- **TASK ITEM**: Set down the records that follow exactly and completely.

Stored data entries:

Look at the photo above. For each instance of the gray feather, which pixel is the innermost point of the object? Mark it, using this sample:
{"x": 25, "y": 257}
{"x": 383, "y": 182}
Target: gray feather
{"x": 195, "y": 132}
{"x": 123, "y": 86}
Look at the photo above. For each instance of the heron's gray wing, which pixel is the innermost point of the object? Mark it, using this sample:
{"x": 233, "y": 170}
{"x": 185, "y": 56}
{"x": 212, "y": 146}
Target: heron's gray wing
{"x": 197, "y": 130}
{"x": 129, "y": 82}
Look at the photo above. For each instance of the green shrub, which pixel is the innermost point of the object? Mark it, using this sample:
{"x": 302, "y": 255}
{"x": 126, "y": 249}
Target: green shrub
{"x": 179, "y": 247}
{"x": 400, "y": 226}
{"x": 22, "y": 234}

- **WRITTEN SOLUTION**:
Look at the photo above. For each instance of the gray feather, which pixel is the innermost point of the object? Mark it, using this sample:
{"x": 25, "y": 257}
{"x": 383, "y": 182}
Target: gray feather
{"x": 195, "y": 132}
{"x": 123, "y": 86}
Look at the photo above. For each instance of the heron's gray wing, which pixel is the innermost point of the object? Mark it, using this sample:
{"x": 233, "y": 170}
{"x": 185, "y": 56}
{"x": 212, "y": 146}
Target: heron's gray wing
{"x": 197, "y": 130}
{"x": 129, "y": 82}
Look at the photo above. For each instance of the green shrub, which pixel is the innermost point of the object? Mark it, using this sample:
{"x": 302, "y": 255}
{"x": 126, "y": 249}
Target: green shrub
{"x": 179, "y": 247}
{"x": 400, "y": 226}
{"x": 22, "y": 234}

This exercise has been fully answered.